GOAL OF THE EXERCISE
Transcribe everything in the listing as written, and let no image into the copy.

RECORDS FOR THIS EXERCISE

───

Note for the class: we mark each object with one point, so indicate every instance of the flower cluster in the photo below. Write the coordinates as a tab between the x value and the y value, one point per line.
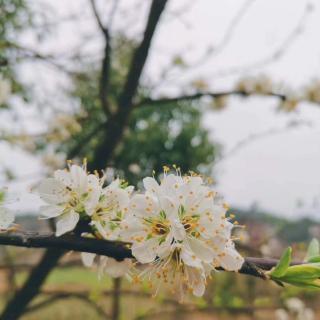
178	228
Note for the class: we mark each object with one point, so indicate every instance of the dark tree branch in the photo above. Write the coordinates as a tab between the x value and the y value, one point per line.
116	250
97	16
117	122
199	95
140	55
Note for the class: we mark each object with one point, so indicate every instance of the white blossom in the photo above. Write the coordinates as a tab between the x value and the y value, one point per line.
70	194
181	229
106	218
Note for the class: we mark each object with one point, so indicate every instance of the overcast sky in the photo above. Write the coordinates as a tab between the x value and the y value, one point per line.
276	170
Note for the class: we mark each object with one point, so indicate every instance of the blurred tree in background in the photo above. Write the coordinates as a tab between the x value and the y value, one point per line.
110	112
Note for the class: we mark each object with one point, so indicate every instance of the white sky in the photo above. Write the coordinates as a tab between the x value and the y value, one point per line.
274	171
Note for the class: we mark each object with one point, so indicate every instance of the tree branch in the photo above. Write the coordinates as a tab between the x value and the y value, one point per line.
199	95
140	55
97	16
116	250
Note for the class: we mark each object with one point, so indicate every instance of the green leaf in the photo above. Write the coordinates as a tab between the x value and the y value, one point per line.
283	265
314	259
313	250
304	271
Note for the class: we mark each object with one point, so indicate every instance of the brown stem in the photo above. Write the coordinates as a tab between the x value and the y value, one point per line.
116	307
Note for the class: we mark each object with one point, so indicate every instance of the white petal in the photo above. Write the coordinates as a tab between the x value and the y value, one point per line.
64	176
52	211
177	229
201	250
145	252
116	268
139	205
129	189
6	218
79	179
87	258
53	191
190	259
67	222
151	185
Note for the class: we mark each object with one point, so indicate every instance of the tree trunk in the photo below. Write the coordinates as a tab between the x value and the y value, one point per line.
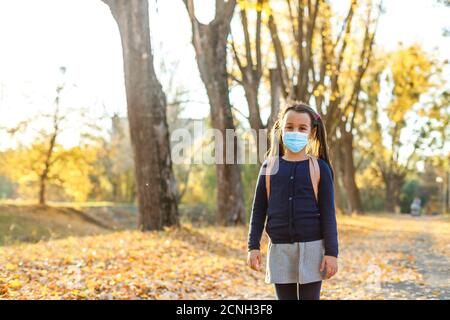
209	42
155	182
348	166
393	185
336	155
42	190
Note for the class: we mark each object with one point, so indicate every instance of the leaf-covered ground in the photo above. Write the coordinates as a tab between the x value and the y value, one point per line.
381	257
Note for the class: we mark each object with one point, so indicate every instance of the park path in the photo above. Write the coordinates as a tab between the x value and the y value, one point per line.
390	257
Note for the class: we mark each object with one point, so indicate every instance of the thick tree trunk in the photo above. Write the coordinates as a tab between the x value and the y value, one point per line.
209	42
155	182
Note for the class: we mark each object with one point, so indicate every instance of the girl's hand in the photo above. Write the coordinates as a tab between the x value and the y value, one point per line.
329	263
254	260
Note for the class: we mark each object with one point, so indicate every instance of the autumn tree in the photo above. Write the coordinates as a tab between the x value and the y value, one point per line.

───

RESPONSE TO THE EXERCISE
Note for the class: we mark each object with one point, so indicate every instance of the flower cluster in the photo below. Write the coordinates as a tab between the x value and the y value, one point per line.
178	228
Note for the class: we mark each object with one point, so indicate every instance of the dark tree branch in the photo above. Write the coordinates as a tab between the x value and the y value, one point per line.
116	250
97	16
117	122
199	95
140	55
Note for the class: we mark each object with one point, so indicate every instance of the white blossom in the photo above. Write the coordinates as a tab between the x value and the y value, one point per line.
70	194
181	229
106	218
Note for the class: we mark each object with one point, so indicate every instance of the overcast sky in the photo above. Write the coordinates as a tab between the x value and the y value, one point per line.
276	170
Note for the class: we mark each object with one point, so indicate every instance of the blurred tree in background in the photo above. Write the coordinates as a tab between the x value and the y value, one point per line.
110	112
Note for the class: we mark each object with one point, so indicate every instance of the white sky in the photo above. Write the coordinates as a tab between the x value and the y value, one point per line.
274	171
Note for the class: we mark each object with one point, so indicate every instance of the tree branch in the photo above. Write the coordinates as a tab between the x value and the y value, one point per line.
199	95
140	55
97	16
116	250
Note for the class: we mark each object with one point, so indicate every instance of the green leaf in the photo above. Write the coordinates as a tab between the x value and the y value, one point per line.
283	265
314	259
313	250
304	271
Note for the class: we mark each object with one point, so indicate every instance of the brown stem in the photo above. Write the coordinates as a tab between the x value and the y value, one point per line.
116	307
Note for the class: we mark each object with one point, so indicate every instance of the white petal in the photo above. Write the coordinates as a tab between the x value and the y value, one point per line.
64	176
52	211
177	229
201	250
145	252
116	268
139	205
129	189
6	218
79	179
87	258
53	191
190	259
67	222
151	185
Note for the class: we mark each object with one point, so indicate every instance of the tree trunk in the photo below. Write the coordinates as a tab between the x value and the y value, one point per line.
209	42
155	182
348	166
393	185
336	155
42	190
Note for the class: we mark each object with one point, so indicate every instance of the leaf-covered ground in the photo above. Write the coordinates as a tab between the x value and the y value, one point per line.
381	257
Note for the class: we mark each object with one point, so indicate every instance of the park path in the photo above. Write the coordinates as a tab between the x value and the y value, one point per line.
390	257
Note for the class: we mark each object with one point, so indicate every instance of the thick tree trunk in the photo above. Write the coordinates as a tab between the x value and the y value, one point per line.
209	42
155	182
Note for the class: we mark each object with one point, so indicate every instance of the girl's hand in the photo above. Write the coordinates as a tab between the x value and the y value, one point per line.
329	263
254	260
Note for the class: we mark each object with one point, so indicate every instance of the autumn tree in the photo above. Write the coordinates as a tab between the x value and the y value, one point per line.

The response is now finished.